*TASK REQUIREMENTS*.
A) Please answer these questions from the piece on Jay Dyer.
(i) Whose response to Dyer did the writer find?
(ii) Which chapters of the Book of Job does Dyer cite in the first video?
(iii) Which book by Jacques Ellul is cited, and on which pages?
B) Carry on the piece on Jay Dyer from the point where it stops.

*EXTRACTED TEXT*.

Pretty arrogant, like most guys online. His takes on globalism are certainly
interesting, his views on women are almost as shallow as those of
Vox Day (or the
Jim.com guy
who got on my nerves a few days ago.) After all, Jay Dyer had
Andrew Tate
on the show, a clear shyster, most likely controlled opposition.
Given Dyer’s sex obsession, it is no wonder he opposes
eugenics, even though it is not unbiblical
or unchristian. What is also problematic is that I found a response
by a certain Michael Lofton—whom I do not know, a tattooed (!)
Catholic, I guess—where Dyer is heard saying “I don’t care about knowing
Latin” to someone who asked him if he is able to read it.
(Cf.
Why Jay Dyer is Wrong About Catholicism,
around 19:00.)
This is already rather problematic, Nicolás Gómez Dávila knew:
Christianity, when it abolishes its ancient liturgical languages,
degenerates into strange, uncouth sects.
Once contact is broken with Greek and Latin antiquity, once its medieval
and patristic inheritance is lost, any simpleton turns into its exegete.
The liturgy can definitely only speak in Latin.
Someone who did not learn Latin and Greek goes through life
convinced, even though he may deny it, that he is only semi-cultured.
Besides, the one who asked if he knew Latin is called Gideon Lazar,
I think. Jay Dyer made fun of him because of his looks:
[ifunny.co].
Since in the link above we read that Gideon Lazar is married, it
just shows that what I wrote multiple times on here is true: that you
can never satisfy these sex-obsessed weirdos. If you are married, they
have to stop calling you incel,
which is a stupid word anyway. They then move on to attack your or your wife’s
looks and so on, because they are simply bullies, nothing more.
Imbeciles.
While I agree with Vox Day, namely that theology is mostly opinion, this, to
me, suggests that Dyer does not really care about delving into such matters.
The reason I created this page, however, are claims he makes in two videos.
The first one is titled
The Problem of Evil??? What IS Evil? Jay Dyer.
(A pretty childish title, why use three question marks?)
He says that chapters thirty to thirty-eight of the Book of Job show
that Job had no right to complain about his suffering because without God he
would not even have a basis for defining good and evil and therefore his
state of suffering he disliked.
To which I reply that it is true that God is the law giver and objective
standard of morality. However, God lectured Job’s friends as not having spoken
truthfully of Him, and, further, it shows that Job was not chided for having
complained about his life! Jacques Ellul made this point on page
210-211 of On Being Rich And Poor: because of Job’s patience did he
receive mercy and compassion, even though Job was hardly a model of spiritual
patience. There is a constant dialogue of Job where he is upholding things he
helds as just until God shows him they are not.
Ellul adds that we must evaluate our suffering, beginning with
this: that our patience can be of the same kind, that we can uphold before
God what we believe to be just, as long as we do so in hope and the complete
certainty of the coming of the Lord.

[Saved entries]
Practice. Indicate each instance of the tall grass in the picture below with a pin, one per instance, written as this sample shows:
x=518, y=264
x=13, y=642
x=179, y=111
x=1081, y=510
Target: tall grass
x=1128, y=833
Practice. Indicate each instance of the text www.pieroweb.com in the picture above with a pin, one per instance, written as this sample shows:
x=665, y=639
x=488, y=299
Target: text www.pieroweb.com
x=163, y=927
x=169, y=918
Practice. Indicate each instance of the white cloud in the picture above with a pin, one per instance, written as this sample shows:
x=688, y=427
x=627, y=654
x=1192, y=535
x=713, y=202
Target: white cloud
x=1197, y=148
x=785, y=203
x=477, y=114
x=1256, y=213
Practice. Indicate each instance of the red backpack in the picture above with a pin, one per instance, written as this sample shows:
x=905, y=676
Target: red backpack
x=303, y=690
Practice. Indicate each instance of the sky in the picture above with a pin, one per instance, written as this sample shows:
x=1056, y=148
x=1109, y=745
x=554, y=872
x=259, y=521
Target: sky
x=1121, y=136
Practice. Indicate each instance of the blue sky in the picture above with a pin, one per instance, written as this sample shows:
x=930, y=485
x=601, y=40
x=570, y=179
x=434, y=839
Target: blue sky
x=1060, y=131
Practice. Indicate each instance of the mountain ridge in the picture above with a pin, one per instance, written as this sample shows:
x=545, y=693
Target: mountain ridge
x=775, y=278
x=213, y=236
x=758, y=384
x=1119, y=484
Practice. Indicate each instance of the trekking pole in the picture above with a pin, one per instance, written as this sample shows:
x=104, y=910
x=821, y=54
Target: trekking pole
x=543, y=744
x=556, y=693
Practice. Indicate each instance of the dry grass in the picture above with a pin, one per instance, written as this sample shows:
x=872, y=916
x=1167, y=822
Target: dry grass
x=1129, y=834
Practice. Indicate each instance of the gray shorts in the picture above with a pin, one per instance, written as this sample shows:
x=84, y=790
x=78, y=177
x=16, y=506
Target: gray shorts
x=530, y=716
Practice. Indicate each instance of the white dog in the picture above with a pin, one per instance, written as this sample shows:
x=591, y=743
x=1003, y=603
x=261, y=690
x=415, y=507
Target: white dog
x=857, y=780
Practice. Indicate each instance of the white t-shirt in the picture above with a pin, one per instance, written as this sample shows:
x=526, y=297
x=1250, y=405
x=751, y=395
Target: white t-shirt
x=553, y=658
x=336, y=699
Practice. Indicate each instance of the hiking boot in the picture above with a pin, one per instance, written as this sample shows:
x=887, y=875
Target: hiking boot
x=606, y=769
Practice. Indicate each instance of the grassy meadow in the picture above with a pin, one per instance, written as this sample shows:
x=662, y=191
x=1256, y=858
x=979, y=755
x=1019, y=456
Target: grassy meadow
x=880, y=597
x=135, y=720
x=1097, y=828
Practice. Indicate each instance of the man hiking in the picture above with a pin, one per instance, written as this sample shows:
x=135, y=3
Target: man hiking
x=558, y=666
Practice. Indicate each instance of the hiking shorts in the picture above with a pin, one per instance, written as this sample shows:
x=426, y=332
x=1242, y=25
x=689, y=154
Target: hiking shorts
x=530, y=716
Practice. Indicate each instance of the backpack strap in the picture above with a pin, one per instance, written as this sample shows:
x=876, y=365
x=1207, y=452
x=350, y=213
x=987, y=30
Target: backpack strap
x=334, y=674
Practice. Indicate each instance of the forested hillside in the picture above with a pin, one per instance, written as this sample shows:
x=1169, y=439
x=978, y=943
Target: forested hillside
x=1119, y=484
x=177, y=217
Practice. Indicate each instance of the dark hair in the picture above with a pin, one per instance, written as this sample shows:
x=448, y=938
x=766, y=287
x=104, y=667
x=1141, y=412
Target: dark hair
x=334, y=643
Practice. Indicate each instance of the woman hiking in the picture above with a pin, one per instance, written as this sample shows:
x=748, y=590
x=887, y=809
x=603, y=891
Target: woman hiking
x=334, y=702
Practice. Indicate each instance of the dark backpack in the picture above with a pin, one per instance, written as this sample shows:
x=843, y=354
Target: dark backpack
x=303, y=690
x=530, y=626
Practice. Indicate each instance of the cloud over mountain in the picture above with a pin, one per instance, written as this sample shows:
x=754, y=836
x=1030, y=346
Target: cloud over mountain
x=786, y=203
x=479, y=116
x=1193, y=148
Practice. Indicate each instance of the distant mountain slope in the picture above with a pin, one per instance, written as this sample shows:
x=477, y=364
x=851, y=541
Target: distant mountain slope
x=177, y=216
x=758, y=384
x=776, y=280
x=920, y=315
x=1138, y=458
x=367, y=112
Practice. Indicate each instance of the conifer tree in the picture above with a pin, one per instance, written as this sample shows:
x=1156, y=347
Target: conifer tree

*RESPONSES FOR EACH TASK*.
A)
(i) Michael Lofton's
(ii) Chapters thirty to thirty-eight
(iii) On Being Rich And Poor, pages 210-211

B)
Even if one does not agree with Ellul, we do not read that Job
was lectured because he hated his life.
It therefore does not mean we are not allowed to complain about
not having eugenics implemented, which would
have spared me my life and suffering. After all, the State is a
creation by God, and the state ought to make sure that we live according
to God’s morality, His laws. This would at least mean enforcing
marriage again, disallowing fornication running rampant as it is now, making
life unlivable for those who believe that the Bible is true, those who
want order and not chaos; this
sex obsession
is also vulgar, and in bad taste.
Further, I do dislike his laughing, joking, rather infantile self-description
as Based Dude, which is another vulgar word I reject.
He laughs about Augustine and Luther, thinks Orthodoxy explains
all mysteries of life, when it really doesn’t. To quote Catholic reactionary
Nicolás Gómez Dávila:
Happily, the world cannot be explained.
(What kind of world would it be if it could be explained by man?)
When the theologian explains the reason for some act of God, the
listener wavers between indignation and laughter.
The theologian corrupts theology by wanting to turn it into a science.
By looking for rules for grace.
He repeats the horrible theology about praising our bodies. Andy Nowicki,
a Catholic, called the theology of the body innovations by Pope John
Paul II queasy (in
Notes Before Death, I believe).
This also goes for this Russian Orthodoxy stuff; I do not have to like
my body, a gift Dyer even calls it!
Nonsense! The Holy Spirit is a gift that we can receive, you
cannot receive a body, unlike a gift.
Like Kierkegaard, I hate my body, it is paining me the whole day. I,
too, am a hunchback, and mentally ill as well. I was also bullied in
school for my looks, which destroyed any confidence I had left. I never
worked a single day in my life and hanged myself at age 23, this was
more than ten years ago. Far from being gnostic, at the age of
sixteen did I already reject my body, when I hardly read any philosophy
or thought about such matters.
I wanted it gone, and there are many people who hate their bodies.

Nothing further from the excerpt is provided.